• [Work instruction] Here is a listing. Repeat it exactly and in its entirety.
*** Opening of Dataset records ***
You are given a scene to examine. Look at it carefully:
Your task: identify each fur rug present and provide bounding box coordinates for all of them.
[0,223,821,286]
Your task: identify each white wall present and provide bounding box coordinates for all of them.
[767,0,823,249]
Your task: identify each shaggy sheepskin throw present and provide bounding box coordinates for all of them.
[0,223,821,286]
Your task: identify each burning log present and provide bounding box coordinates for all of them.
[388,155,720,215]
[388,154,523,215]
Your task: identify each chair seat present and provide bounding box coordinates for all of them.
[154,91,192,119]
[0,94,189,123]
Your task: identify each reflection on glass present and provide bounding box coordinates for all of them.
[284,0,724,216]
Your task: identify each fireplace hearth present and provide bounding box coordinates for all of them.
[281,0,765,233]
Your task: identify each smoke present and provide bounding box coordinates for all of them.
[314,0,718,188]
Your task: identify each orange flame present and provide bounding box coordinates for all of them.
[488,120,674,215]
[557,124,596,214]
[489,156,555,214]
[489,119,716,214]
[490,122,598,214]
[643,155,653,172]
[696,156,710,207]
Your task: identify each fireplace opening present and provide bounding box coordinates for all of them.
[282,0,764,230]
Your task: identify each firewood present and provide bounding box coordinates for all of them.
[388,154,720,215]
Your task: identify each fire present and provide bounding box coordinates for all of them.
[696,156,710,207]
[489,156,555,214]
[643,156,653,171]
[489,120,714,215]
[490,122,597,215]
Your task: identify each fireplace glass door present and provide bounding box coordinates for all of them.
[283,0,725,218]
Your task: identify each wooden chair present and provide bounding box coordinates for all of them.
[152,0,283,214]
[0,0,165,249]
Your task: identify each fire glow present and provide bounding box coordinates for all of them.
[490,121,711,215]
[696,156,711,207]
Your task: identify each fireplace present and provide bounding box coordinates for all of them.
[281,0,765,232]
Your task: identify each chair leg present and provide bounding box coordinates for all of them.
*** Close of Dataset records ***
• [Task output]
You are given a scene to examine. Look at it carefully:
Your task: identify each fur rug present and provide bounding box coordinates for all of them.
[0,223,821,286]
Your task: identify each white wall present and provide bounding box coordinates for all of them.
[767,0,823,249]
Your task: identify each shaggy sheepskin throw present and provide bounding box coordinates for all of them.
[0,223,821,286]
Your task: identify each burning log present and provide bounding box coordinates for all of them.
[388,155,720,215]
[388,154,523,215]
Your task: identify each chair seat present and provide bounding box coordinates for all of them.
[154,91,192,119]
[0,94,189,123]
Your task: identify each reflection on glass present and provide bounding box coordinates for all of them.
[284,0,724,216]
Your task: identify each fireplace hearth present and provide bounding box coordinates for all of them.
[281,0,765,233]
Your task: identify each smoke present and provide bounding box coordinates for all of them.
[314,0,718,188]
Your task: identify each orange flame present and provide bounding box coordinates for all of them.
[488,120,674,215]
[557,124,596,214]
[489,156,555,214]
[489,119,716,214]
[490,122,598,214]
[643,155,653,172]
[696,156,710,207]
Your task: identify each fireplace opening present and provide bounding box coordinates for all of them.
[282,0,764,230]
Your task: identify each firewood present and provide bounding box coordinates for all of them.
[388,154,720,215]
Your task: identify each fire present and provide bounding box coordinates for all of them.
[696,156,710,207]
[489,156,555,214]
[643,156,653,171]
[489,120,714,215]
[490,122,597,215]
Your task: identify each fireplace glass door present and provide bounding box coordinates for all of them.
[283,0,725,218]
Your task: identify each wooden chair present and provide bounding box coordinates for all of them.
[152,0,283,214]
[0,0,165,249]
Your task: identify each fire glow present and provide bounding box coordinates for all of them.
[490,121,711,215]
[696,156,711,207]
Your task: identify each fireplace present and provide bounding box coordinates for all of them.
[281,0,765,232]
Your task: identify each chair leg present and provide bounding box coordinates for all of them.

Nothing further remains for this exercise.